(Point-per-instance localization data)
○ ○ ○

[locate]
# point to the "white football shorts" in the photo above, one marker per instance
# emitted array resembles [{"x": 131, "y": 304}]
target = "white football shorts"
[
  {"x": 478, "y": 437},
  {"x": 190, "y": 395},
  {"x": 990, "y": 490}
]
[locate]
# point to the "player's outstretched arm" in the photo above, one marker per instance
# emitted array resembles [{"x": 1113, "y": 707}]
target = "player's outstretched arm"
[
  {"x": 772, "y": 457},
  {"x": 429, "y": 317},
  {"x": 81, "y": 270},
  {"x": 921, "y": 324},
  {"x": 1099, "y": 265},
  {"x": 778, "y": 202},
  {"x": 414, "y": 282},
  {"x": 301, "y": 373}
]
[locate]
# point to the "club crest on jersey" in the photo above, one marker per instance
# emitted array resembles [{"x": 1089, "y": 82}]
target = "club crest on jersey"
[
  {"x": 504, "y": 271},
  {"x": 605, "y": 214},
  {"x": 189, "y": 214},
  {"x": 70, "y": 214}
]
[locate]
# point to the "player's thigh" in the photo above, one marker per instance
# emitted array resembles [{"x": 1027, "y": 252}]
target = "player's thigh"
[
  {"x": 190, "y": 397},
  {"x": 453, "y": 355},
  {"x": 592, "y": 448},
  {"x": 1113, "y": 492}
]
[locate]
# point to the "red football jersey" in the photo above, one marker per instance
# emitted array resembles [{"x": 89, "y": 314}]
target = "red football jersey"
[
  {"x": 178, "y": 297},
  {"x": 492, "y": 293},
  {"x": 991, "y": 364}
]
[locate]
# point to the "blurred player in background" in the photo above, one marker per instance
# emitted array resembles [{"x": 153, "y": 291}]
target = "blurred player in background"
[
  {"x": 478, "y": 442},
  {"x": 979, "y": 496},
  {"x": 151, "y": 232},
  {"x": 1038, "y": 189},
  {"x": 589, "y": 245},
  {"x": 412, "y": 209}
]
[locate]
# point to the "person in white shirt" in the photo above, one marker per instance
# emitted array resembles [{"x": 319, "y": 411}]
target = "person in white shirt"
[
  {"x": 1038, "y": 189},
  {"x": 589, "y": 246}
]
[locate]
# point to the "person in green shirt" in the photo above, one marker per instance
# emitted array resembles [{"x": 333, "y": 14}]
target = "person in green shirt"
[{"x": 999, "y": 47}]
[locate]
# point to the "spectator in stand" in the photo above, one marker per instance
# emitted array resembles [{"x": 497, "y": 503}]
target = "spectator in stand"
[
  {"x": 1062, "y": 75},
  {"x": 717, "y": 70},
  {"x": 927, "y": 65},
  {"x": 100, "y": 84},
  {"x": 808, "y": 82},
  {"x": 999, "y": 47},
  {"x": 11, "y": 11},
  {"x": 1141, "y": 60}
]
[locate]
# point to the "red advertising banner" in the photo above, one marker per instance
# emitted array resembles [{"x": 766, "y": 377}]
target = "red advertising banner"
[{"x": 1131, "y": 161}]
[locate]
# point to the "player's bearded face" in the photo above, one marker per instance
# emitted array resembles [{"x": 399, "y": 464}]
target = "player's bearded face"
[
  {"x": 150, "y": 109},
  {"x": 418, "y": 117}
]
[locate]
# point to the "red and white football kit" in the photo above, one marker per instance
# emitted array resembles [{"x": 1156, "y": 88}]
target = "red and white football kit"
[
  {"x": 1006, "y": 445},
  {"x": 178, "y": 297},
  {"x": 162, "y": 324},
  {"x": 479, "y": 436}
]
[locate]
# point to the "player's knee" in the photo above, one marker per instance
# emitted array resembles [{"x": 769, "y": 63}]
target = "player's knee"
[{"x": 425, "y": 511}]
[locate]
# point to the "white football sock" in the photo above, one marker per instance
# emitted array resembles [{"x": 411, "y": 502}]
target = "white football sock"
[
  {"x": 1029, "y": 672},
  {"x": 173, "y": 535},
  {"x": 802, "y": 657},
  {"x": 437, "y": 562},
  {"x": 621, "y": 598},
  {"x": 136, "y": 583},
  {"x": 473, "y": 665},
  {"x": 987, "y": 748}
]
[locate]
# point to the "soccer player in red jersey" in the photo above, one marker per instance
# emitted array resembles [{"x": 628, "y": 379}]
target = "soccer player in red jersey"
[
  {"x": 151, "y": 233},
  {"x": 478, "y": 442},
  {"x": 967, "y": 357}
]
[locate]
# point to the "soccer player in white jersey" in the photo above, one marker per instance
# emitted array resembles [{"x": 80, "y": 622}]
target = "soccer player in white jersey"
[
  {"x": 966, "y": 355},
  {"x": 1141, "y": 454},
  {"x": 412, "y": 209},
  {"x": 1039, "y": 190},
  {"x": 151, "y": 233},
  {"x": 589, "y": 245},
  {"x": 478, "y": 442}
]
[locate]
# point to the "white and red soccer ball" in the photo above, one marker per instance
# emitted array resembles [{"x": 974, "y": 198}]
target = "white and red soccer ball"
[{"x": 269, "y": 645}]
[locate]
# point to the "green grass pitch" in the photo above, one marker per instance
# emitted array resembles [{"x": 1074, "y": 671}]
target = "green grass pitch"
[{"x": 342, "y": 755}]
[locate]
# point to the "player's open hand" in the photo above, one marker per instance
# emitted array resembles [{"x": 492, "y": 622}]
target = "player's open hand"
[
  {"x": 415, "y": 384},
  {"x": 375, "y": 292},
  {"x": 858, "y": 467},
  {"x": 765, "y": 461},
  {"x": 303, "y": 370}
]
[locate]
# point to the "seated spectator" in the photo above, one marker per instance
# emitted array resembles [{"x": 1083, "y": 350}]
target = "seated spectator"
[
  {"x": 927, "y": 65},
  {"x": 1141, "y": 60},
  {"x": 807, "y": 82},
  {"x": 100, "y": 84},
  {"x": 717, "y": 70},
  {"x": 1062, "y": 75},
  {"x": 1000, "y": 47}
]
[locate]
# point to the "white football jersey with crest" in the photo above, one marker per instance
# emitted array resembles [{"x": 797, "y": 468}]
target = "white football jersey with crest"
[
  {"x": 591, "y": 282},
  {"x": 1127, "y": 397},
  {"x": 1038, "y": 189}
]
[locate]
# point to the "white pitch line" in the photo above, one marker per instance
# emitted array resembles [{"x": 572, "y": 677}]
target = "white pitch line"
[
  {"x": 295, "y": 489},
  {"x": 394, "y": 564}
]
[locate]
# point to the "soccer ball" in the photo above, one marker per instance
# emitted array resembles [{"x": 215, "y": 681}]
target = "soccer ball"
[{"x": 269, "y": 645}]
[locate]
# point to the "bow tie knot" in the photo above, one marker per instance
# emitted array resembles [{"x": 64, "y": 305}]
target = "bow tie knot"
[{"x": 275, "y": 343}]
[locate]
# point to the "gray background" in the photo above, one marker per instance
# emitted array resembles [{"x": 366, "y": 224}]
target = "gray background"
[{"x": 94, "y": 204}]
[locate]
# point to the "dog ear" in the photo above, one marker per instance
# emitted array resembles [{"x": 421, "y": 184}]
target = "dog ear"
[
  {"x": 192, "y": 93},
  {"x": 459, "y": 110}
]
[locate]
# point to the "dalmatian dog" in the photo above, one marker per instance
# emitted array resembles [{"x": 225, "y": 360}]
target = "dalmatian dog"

○ ○ ○

Retype the entries shown above. Keep every word exactly as it is.

> [Response for this exercise]
[locate]
# point to the "white football shorts" in the photo above, one marker per instance
# emitted array resembles [{"x": 131, "y": 304}]
target = "white football shorts"
[
  {"x": 478, "y": 437},
  {"x": 190, "y": 395},
  {"x": 990, "y": 490}
]
[locate]
# point to the "player's outstretched arm" in the photo above, one marker per instance
# emitted array resembles [{"x": 1113, "y": 707}]
target = "player's outstretched arm"
[
  {"x": 772, "y": 457},
  {"x": 429, "y": 317},
  {"x": 81, "y": 270},
  {"x": 921, "y": 324},
  {"x": 1099, "y": 265},
  {"x": 778, "y": 202},
  {"x": 414, "y": 282},
  {"x": 301, "y": 373}
]
[locate]
# point to the "club crest on jersey" in the photo above, one marker per instance
# emitted array resembles [{"x": 1089, "y": 82}]
target = "club crest on jersey"
[
  {"x": 504, "y": 271},
  {"x": 605, "y": 214},
  {"x": 189, "y": 214},
  {"x": 70, "y": 214}
]
[locate]
# point to the "player's thigh" in the photo above, one marker per instance
# emitted array resembles [{"x": 1027, "y": 252}]
target = "player's thigh"
[
  {"x": 190, "y": 397},
  {"x": 453, "y": 355},
  {"x": 592, "y": 448},
  {"x": 1113, "y": 492}
]
[locate]
# point to the "red football jersey" in the photo above, one marker per instance
# emitted array resembles [{"x": 89, "y": 314}]
target = "red football jersey"
[
  {"x": 178, "y": 297},
  {"x": 492, "y": 293},
  {"x": 991, "y": 364}
]
[locate]
# point to the "blurred player in background" in the photo above, one marker per instance
# emitted array resembles [{"x": 153, "y": 291}]
target = "blurred player in background"
[
  {"x": 478, "y": 442},
  {"x": 979, "y": 496},
  {"x": 151, "y": 232},
  {"x": 1038, "y": 189},
  {"x": 589, "y": 245},
  {"x": 412, "y": 209}
]
[locate]
# point to the "person in white shirt" in the photo above, one marker per instance
# emitted array resembles [{"x": 319, "y": 411}]
target = "person in white shirt"
[
  {"x": 1038, "y": 189},
  {"x": 589, "y": 246}
]
[locate]
# point to the "person in green shirt" in the photo above, one marker per instance
# emitted array resembles [{"x": 333, "y": 14}]
target = "person in green shirt"
[{"x": 999, "y": 47}]
[locate]
# point to the "spectator in stand" in the photo above, one marker per instance
# emitted array resembles [{"x": 497, "y": 503}]
target = "spectator in stand"
[
  {"x": 1062, "y": 75},
  {"x": 717, "y": 70},
  {"x": 927, "y": 65},
  {"x": 100, "y": 84},
  {"x": 808, "y": 82},
  {"x": 999, "y": 47},
  {"x": 11, "y": 11},
  {"x": 1141, "y": 60}
]
[locate]
# point to the "red advertising banner" in the photo above, one marker per instance
# emitted array resembles [{"x": 766, "y": 377}]
target = "red advertising banner"
[{"x": 1131, "y": 161}]
[locate]
# point to the "player's bearded face" in the photo above, one marker per instance
# emitted array resembles [{"x": 399, "y": 464}]
target = "player's bearded face"
[
  {"x": 150, "y": 109},
  {"x": 418, "y": 117}
]
[locate]
# point to the "red and white football kit" in the photo above, one marker per instance
# emitted array resembles [{"x": 1156, "y": 88}]
target = "red and white football kit"
[
  {"x": 1006, "y": 445},
  {"x": 178, "y": 297},
  {"x": 162, "y": 324},
  {"x": 479, "y": 436}
]
[locate]
# point to the "player's knee" in the photo above, one marker per instance
# emitted array resembles [{"x": 769, "y": 63}]
target = "player's knee"
[{"x": 425, "y": 511}]
[locate]
# point to the "white football sock" in the photo above, one marker per instance
# emitted array resembles [{"x": 411, "y": 502}]
target = "white football sock"
[
  {"x": 1029, "y": 672},
  {"x": 173, "y": 535},
  {"x": 802, "y": 657},
  {"x": 437, "y": 562},
  {"x": 621, "y": 598},
  {"x": 136, "y": 583},
  {"x": 473, "y": 665},
  {"x": 987, "y": 748}
]
[locate]
# point to the "soccer player in red jersey" in the photo above, one marker per instance
# emitted array resembles [{"x": 628, "y": 379}]
target = "soccer player in red jersey"
[
  {"x": 151, "y": 233},
  {"x": 478, "y": 442},
  {"x": 967, "y": 357}
]
[locate]
# point to the "soccer player in white jersey" in the photo above, one marker per instance
# emitted array resembles [{"x": 80, "y": 622}]
target = "soccer player in white jersey"
[
  {"x": 966, "y": 355},
  {"x": 1141, "y": 454},
  {"x": 412, "y": 209},
  {"x": 1039, "y": 190},
  {"x": 151, "y": 233},
  {"x": 589, "y": 245},
  {"x": 478, "y": 442}
]
[locate]
# point to the "white and red soccer ball" in the photo above, one marker per instance
# emitted array resembles [{"x": 974, "y": 198}]
target = "white and red soccer ball"
[{"x": 269, "y": 645}]
[locate]
# point to the "green grass pitch" in the photo above, one marker per instance
# emitted array resembles [{"x": 1074, "y": 671}]
target = "green grass pitch"
[{"x": 342, "y": 755}]
[locate]
# point to the "player's open hand" in the photo above, one marker per instance
# emitted array resembles [{"x": 492, "y": 622}]
target = "player's open hand"
[
  {"x": 415, "y": 384},
  {"x": 375, "y": 292},
  {"x": 858, "y": 467},
  {"x": 765, "y": 461},
  {"x": 303, "y": 370}
]
[locate]
# point to the "seated spectator" in the photo above, one marker per instance
# emitted array resembles [{"x": 1083, "y": 350}]
target = "seated spectator"
[
  {"x": 927, "y": 65},
  {"x": 1141, "y": 60},
  {"x": 807, "y": 82},
  {"x": 100, "y": 84},
  {"x": 717, "y": 70},
  {"x": 1062, "y": 75},
  {"x": 1000, "y": 47}
]
[locate]
# point to the "white football jersey with crest" in the photo above, one marker per instance
# emitted array resembles [{"x": 797, "y": 468}]
target = "white football jersey with crest"
[
  {"x": 591, "y": 282},
  {"x": 1127, "y": 397},
  {"x": 1038, "y": 189}
]
[locate]
# point to the "white pitch line" in the photo above, one marker per instance
# emitted array resembles [{"x": 572, "y": 677}]
target = "white pitch line"
[
  {"x": 295, "y": 489},
  {"x": 394, "y": 564}
]
[locate]
# point to the "soccer ball" in the photo above, one marker per instance
# emitted array resembles [{"x": 215, "y": 681}]
target = "soccer ball"
[{"x": 269, "y": 645}]
[locate]
# point to the "bow tie knot" in the photo above, one marker per instance
# emitted array resembles [{"x": 64, "y": 305}]
target = "bow tie knot"
[{"x": 275, "y": 343}]
[locate]
# point to the "gray background" in the photo above, one marker per instance
# emitted array resembles [{"x": 366, "y": 224}]
target = "gray background"
[{"x": 94, "y": 204}]
[locate]
# point to the "dog ear" in the photo above, one marker per instance
# emitted array resembles [{"x": 421, "y": 184}]
target = "dog ear"
[
  {"x": 192, "y": 93},
  {"x": 459, "y": 110}
]
[locate]
# point to the "dalmatian dog" in the photo above, one marker per instance
# emitted array resembles [{"x": 225, "y": 360}]
target = "dalmatian dog"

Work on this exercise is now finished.